Task requirements: In the records below, copy word for word everything from the line containing "Search the above image for: stone pool coping" down to the line containing "xmin=327 ymin=723 xmax=1229 ymax=948", including both of those lines.

(Annotated coordinate records)

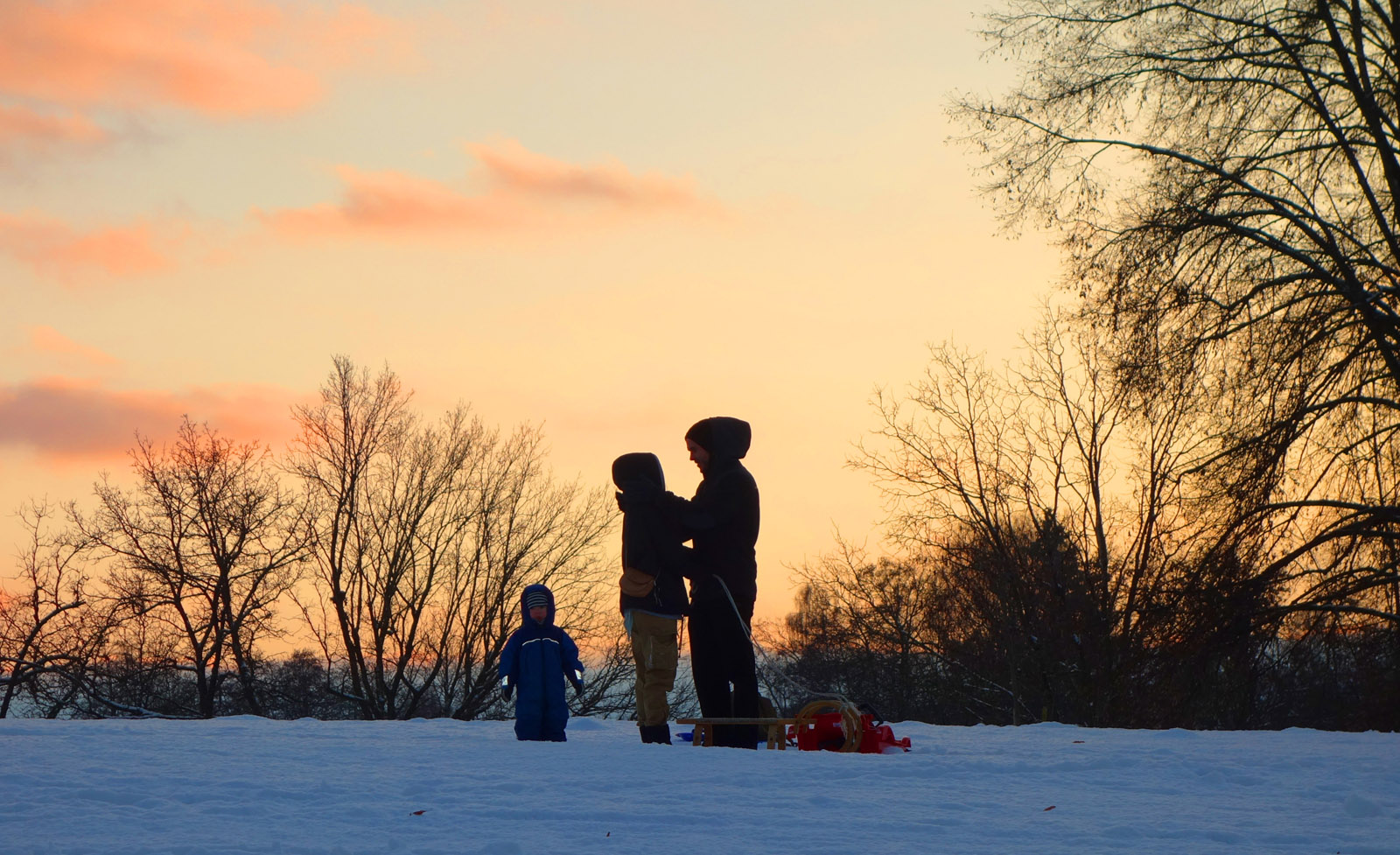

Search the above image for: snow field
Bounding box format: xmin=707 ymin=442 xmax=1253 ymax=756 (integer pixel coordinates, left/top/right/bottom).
xmin=0 ymin=717 xmax=1400 ymax=855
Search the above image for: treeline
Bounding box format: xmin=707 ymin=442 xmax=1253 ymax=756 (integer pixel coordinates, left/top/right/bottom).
xmin=761 ymin=0 xmax=1400 ymax=729
xmin=0 ymin=358 xmax=658 ymax=719
xmin=768 ymin=322 xmax=1400 ymax=731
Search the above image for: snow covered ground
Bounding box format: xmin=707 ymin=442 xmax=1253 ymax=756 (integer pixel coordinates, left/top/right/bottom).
xmin=0 ymin=718 xmax=1400 ymax=855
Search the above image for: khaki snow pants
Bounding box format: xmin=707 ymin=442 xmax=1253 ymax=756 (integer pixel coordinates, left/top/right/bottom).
xmin=628 ymin=609 xmax=681 ymax=727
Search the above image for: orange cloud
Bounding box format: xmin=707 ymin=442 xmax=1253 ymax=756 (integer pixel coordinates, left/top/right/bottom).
xmin=0 ymin=103 xmax=109 ymax=165
xmin=30 ymin=326 xmax=119 ymax=367
xmin=255 ymin=166 xmax=516 ymax=236
xmin=0 ymin=378 xmax=292 ymax=462
xmin=254 ymin=140 xmax=717 ymax=238
xmin=0 ymin=0 xmax=404 ymax=116
xmin=0 ymin=213 xmax=171 ymax=284
xmin=466 ymin=140 xmax=703 ymax=208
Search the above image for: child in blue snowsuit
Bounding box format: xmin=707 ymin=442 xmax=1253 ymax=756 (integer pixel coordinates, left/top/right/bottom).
xmin=499 ymin=585 xmax=584 ymax=741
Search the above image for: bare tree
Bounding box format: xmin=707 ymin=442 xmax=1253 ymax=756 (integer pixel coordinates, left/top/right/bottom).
xmin=289 ymin=357 xmax=612 ymax=718
xmin=0 ymin=502 xmax=112 ymax=718
xmin=957 ymin=0 xmax=1400 ymax=623
xmin=840 ymin=316 xmax=1218 ymax=724
xmin=72 ymin=418 xmax=306 ymax=718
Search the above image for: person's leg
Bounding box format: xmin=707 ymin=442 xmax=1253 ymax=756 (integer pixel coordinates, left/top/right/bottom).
xmin=633 ymin=612 xmax=679 ymax=745
xmin=635 ymin=614 xmax=679 ymax=726
xmin=716 ymin=602 xmax=761 ymax=748
xmin=628 ymin=612 xmax=651 ymax=741
xmin=688 ymin=603 xmax=731 ymax=718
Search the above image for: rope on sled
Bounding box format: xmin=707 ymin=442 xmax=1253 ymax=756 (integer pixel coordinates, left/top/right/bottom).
xmin=714 ymin=577 xmax=863 ymax=752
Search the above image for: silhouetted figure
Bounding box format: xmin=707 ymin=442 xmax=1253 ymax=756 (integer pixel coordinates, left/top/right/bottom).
xmin=623 ymin=416 xmax=759 ymax=748
xmin=613 ymin=452 xmax=690 ymax=745
xmin=497 ymin=585 xmax=584 ymax=741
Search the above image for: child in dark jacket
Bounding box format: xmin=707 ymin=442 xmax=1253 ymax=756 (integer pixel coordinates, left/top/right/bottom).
xmin=497 ymin=585 xmax=584 ymax=741
xmin=613 ymin=452 xmax=690 ymax=745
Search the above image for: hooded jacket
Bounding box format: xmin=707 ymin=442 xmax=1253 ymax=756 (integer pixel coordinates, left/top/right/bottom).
xmin=662 ymin=416 xmax=759 ymax=612
xmin=497 ymin=585 xmax=584 ymax=740
xmin=613 ymin=452 xmax=690 ymax=617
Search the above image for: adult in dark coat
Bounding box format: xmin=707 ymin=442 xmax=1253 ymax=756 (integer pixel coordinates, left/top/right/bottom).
xmin=613 ymin=452 xmax=690 ymax=745
xmin=640 ymin=416 xmax=759 ymax=748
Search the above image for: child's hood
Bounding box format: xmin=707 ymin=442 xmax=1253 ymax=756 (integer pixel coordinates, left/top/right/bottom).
xmin=521 ymin=584 xmax=555 ymax=627
xmin=613 ymin=451 xmax=667 ymax=490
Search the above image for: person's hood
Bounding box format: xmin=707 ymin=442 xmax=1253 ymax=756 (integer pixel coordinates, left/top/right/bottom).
xmin=686 ymin=416 xmax=753 ymax=463
xmin=521 ymin=585 xmax=555 ymax=627
xmin=613 ymin=451 xmax=667 ymax=490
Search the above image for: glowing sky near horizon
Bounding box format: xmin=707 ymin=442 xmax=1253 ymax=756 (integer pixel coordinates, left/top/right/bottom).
xmin=0 ymin=0 xmax=1057 ymax=629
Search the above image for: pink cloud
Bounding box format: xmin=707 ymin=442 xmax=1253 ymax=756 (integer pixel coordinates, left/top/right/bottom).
xmin=0 ymin=213 xmax=172 ymax=284
xmin=0 ymin=103 xmax=109 ymax=165
xmin=466 ymin=140 xmax=704 ymax=208
xmin=256 ymin=166 xmax=518 ymax=236
xmin=0 ymin=0 xmax=404 ymax=116
xmin=0 ymin=378 xmax=294 ymax=462
xmin=254 ymin=140 xmax=717 ymax=238
xmin=28 ymin=326 xmax=119 ymax=367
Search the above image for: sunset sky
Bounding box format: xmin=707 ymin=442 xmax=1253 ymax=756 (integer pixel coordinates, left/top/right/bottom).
xmin=0 ymin=0 xmax=1057 ymax=629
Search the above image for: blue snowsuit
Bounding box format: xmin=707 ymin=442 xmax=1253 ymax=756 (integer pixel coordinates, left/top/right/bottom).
xmin=497 ymin=585 xmax=584 ymax=741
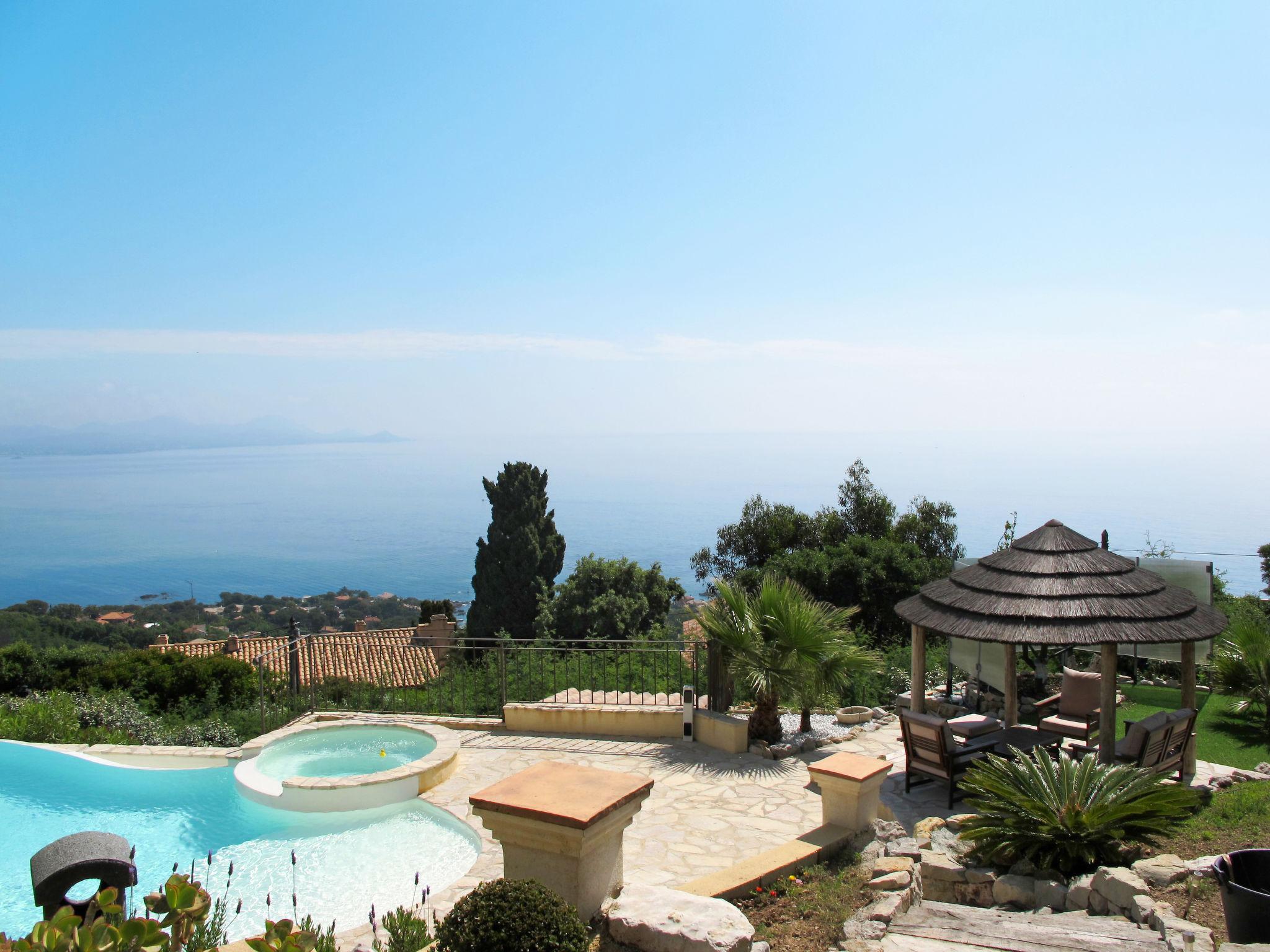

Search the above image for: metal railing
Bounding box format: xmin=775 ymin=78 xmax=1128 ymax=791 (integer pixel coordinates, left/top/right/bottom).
xmin=247 ymin=631 xmax=706 ymax=734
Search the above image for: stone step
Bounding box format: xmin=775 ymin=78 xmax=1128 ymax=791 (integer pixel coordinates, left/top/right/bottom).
xmin=882 ymin=901 xmax=1167 ymax=952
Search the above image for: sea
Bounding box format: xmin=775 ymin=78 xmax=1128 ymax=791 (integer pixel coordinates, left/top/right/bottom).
xmin=0 ymin=433 xmax=1270 ymax=606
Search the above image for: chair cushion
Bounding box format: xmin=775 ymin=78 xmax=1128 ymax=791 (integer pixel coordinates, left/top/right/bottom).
xmin=1040 ymin=715 xmax=1090 ymax=740
xmin=1115 ymin=711 xmax=1172 ymax=758
xmin=1058 ymin=668 xmax=1103 ymax=716
xmin=949 ymin=715 xmax=1005 ymax=738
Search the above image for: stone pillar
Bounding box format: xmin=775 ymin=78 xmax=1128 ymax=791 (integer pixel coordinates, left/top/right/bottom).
xmin=806 ymin=750 xmax=890 ymax=831
xmin=411 ymin=614 xmax=455 ymax=668
xmin=1181 ymin=641 xmax=1197 ymax=777
xmin=1001 ymin=645 xmax=1018 ymax=728
xmin=469 ymin=760 xmax=653 ymax=922
xmin=1099 ymin=641 xmax=1116 ymax=764
xmin=908 ymin=625 xmax=926 ymax=713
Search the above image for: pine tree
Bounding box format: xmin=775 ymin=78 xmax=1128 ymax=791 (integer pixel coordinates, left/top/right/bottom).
xmin=468 ymin=464 xmax=564 ymax=638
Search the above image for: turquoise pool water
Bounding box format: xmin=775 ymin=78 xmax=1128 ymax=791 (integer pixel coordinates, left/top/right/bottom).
xmin=257 ymin=728 xmax=437 ymax=781
xmin=0 ymin=741 xmax=479 ymax=938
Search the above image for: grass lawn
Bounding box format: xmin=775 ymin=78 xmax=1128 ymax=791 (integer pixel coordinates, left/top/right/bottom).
xmin=1115 ymin=684 xmax=1270 ymax=770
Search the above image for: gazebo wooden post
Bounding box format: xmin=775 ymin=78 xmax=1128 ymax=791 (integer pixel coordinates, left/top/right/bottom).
xmin=908 ymin=625 xmax=926 ymax=713
xmin=1099 ymin=641 xmax=1117 ymax=764
xmin=1181 ymin=641 xmax=1199 ymax=777
xmin=1002 ymin=645 xmax=1018 ymax=728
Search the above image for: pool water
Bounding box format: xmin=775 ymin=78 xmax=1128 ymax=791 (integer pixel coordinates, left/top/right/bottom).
xmin=257 ymin=726 xmax=437 ymax=781
xmin=0 ymin=746 xmax=480 ymax=938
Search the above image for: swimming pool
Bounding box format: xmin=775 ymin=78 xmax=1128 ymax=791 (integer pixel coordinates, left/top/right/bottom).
xmin=0 ymin=741 xmax=480 ymax=938
xmin=257 ymin=726 xmax=437 ymax=781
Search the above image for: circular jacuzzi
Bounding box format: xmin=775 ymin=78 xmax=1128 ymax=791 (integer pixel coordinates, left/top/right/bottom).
xmin=234 ymin=720 xmax=458 ymax=811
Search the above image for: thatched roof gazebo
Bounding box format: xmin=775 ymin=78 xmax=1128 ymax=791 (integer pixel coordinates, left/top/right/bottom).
xmin=895 ymin=519 xmax=1225 ymax=773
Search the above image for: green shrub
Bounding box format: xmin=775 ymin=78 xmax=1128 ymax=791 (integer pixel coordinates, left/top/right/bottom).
xmin=375 ymin=906 xmax=432 ymax=952
xmin=437 ymin=879 xmax=587 ymax=952
xmin=961 ymin=749 xmax=1199 ymax=875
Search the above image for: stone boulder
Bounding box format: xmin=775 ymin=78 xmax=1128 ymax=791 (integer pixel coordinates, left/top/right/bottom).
xmin=992 ymin=875 xmax=1036 ymax=909
xmin=1092 ymin=866 xmax=1148 ymax=913
xmin=1130 ymin=853 xmax=1190 ymax=888
xmin=608 ymin=883 xmax=755 ymax=952
xmin=1036 ymin=878 xmax=1067 ymax=913
xmin=1067 ymin=873 xmax=1093 ymax=911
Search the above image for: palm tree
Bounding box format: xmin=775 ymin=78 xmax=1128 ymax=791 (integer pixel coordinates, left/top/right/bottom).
xmin=1213 ymin=614 xmax=1270 ymax=731
xmin=695 ymin=575 xmax=881 ymax=744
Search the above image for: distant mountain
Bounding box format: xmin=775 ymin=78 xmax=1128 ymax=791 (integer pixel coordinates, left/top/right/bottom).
xmin=0 ymin=416 xmax=402 ymax=456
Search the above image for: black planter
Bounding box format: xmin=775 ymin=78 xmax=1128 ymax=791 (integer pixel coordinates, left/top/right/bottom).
xmin=1213 ymin=849 xmax=1270 ymax=942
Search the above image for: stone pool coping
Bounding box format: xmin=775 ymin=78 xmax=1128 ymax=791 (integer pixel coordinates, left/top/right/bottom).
xmin=235 ymin=716 xmax=460 ymax=793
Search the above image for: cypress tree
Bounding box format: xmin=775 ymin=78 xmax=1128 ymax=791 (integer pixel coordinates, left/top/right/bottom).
xmin=468 ymin=464 xmax=564 ymax=638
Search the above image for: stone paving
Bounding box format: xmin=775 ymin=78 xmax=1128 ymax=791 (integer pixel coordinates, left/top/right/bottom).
xmin=327 ymin=723 xmax=1229 ymax=948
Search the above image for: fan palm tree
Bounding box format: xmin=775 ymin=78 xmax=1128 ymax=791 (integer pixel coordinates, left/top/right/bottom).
xmin=1213 ymin=615 xmax=1270 ymax=731
xmin=695 ymin=575 xmax=881 ymax=743
xmin=960 ymin=749 xmax=1199 ymax=875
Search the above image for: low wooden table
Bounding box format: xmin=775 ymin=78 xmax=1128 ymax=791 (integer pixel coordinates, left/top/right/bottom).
xmin=988 ymin=725 xmax=1063 ymax=757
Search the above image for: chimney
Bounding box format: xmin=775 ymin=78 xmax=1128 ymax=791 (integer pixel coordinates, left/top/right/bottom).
xmin=411 ymin=614 xmax=455 ymax=666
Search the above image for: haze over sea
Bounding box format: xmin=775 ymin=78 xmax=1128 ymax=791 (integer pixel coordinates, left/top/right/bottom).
xmin=0 ymin=433 xmax=1270 ymax=606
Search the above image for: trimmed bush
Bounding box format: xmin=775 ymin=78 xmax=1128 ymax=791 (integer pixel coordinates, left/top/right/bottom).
xmin=960 ymin=747 xmax=1199 ymax=875
xmin=437 ymin=879 xmax=587 ymax=952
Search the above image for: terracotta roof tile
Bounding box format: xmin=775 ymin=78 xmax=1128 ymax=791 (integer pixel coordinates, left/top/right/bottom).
xmin=150 ymin=628 xmax=440 ymax=688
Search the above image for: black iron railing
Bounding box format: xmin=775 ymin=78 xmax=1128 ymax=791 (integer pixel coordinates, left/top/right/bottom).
xmin=247 ymin=631 xmax=706 ymax=734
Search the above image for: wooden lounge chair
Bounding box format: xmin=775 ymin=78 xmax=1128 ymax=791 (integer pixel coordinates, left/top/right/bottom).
xmin=1072 ymin=707 xmax=1197 ymax=783
xmin=899 ymin=708 xmax=996 ymax=809
xmin=1036 ymin=668 xmax=1103 ymax=745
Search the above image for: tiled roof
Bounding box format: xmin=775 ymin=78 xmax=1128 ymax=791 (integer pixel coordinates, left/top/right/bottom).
xmin=150 ymin=628 xmax=438 ymax=688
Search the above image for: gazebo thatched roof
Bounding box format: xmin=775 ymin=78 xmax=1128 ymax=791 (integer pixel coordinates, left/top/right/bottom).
xmin=895 ymin=519 xmax=1225 ymax=645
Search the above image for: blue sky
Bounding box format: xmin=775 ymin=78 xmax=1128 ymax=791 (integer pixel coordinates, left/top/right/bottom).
xmin=0 ymin=0 xmax=1270 ymax=437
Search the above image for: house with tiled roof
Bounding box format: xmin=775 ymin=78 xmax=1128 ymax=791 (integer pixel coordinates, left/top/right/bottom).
xmin=150 ymin=614 xmax=455 ymax=688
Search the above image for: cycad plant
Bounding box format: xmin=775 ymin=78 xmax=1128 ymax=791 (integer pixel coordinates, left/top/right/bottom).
xmin=960 ymin=747 xmax=1199 ymax=875
xmin=696 ymin=575 xmax=881 ymax=743
xmin=1212 ymin=614 xmax=1270 ymax=731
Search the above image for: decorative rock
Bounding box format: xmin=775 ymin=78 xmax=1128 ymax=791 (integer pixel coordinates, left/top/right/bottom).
xmin=1132 ymin=853 xmax=1190 ymax=886
xmin=1036 ymin=878 xmax=1067 ymax=913
xmin=865 ymin=871 xmax=913 ymax=891
xmin=952 ymin=882 xmax=995 ymax=909
xmin=887 ymin=837 xmax=922 ymax=861
xmin=856 ymin=839 xmax=887 ymax=863
xmin=922 ymin=878 xmax=957 ymax=902
xmin=1129 ymin=894 xmax=1156 ymax=925
xmin=873 ymin=820 xmax=908 ymax=843
xmin=931 ymin=826 xmax=970 ymax=862
xmin=858 ymin=892 xmax=904 ymax=940
xmin=992 ymin=873 xmax=1036 ymax=909
xmin=1186 ymin=855 xmax=1217 ymax=879
xmin=874 ymin=855 xmax=913 ymax=876
xmin=1067 ymin=873 xmax=1093 ymax=910
xmin=922 ymin=849 xmax=967 ymax=882
xmin=608 ymin=883 xmax=755 ymax=952
xmin=1152 ymin=914 xmax=1225 ymax=952
xmin=1092 ymin=866 xmax=1147 ymax=909
xmin=913 ymin=816 xmax=945 ymax=849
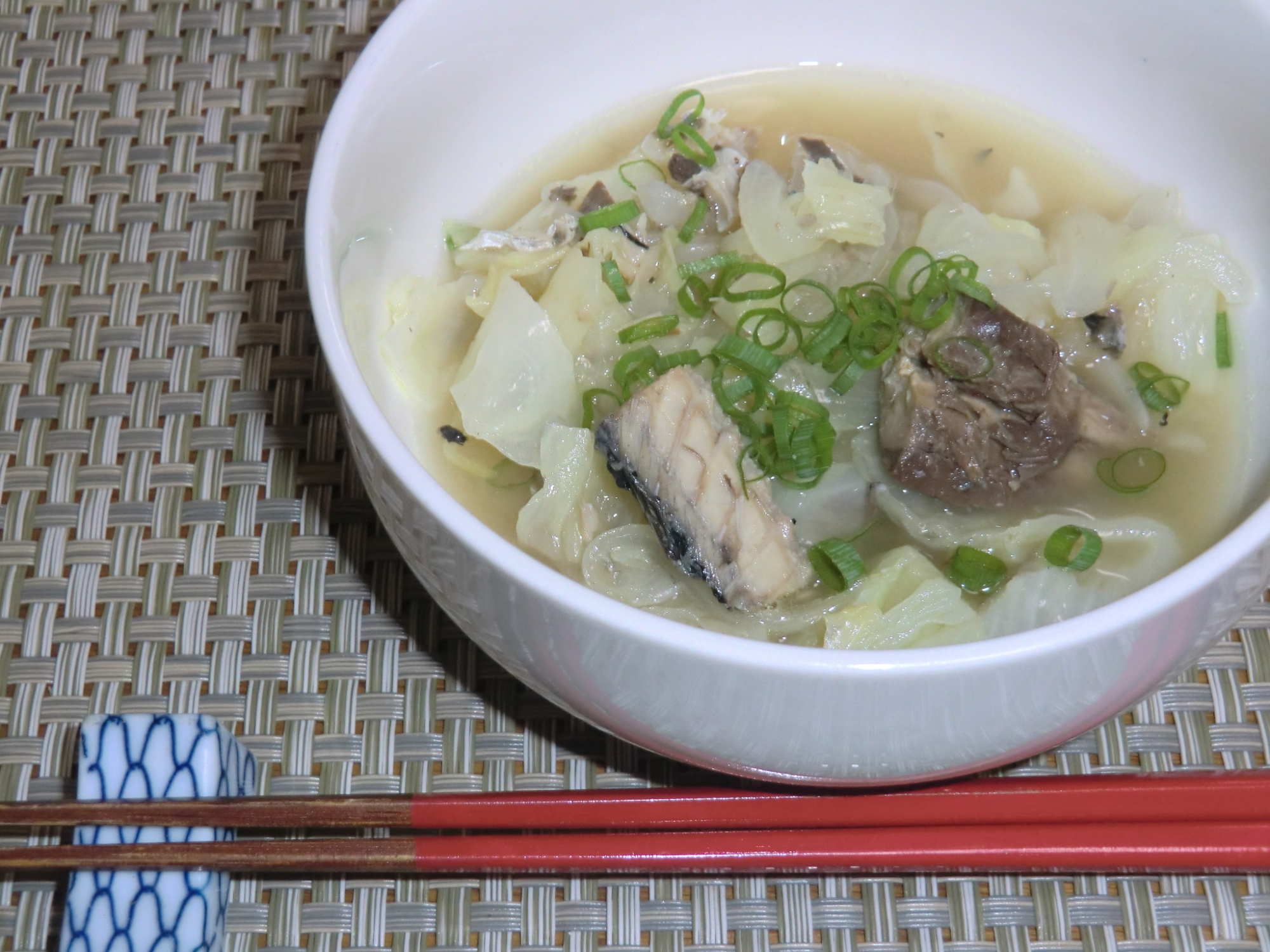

Answer to this exercise:
Search the above image for: stone pool coping
Bounding box format: xmin=775 ymin=78 xmax=1128 ymax=791 (integer pixel coordinates, left/top/right/bottom).
xmin=235 ymin=716 xmax=460 ymax=793
Search the above image for: cypress tree
Bounding box format: xmin=775 ymin=78 xmax=1128 ymax=791 (integer pixel coordinates, left/top/right/bottom).
xmin=468 ymin=464 xmax=564 ymax=638
Search the above image for: stone paving
Bounding box format: xmin=775 ymin=78 xmax=1128 ymax=791 (integer pixel coordinates, left/top/right/bottom).
xmin=327 ymin=723 xmax=1229 ymax=948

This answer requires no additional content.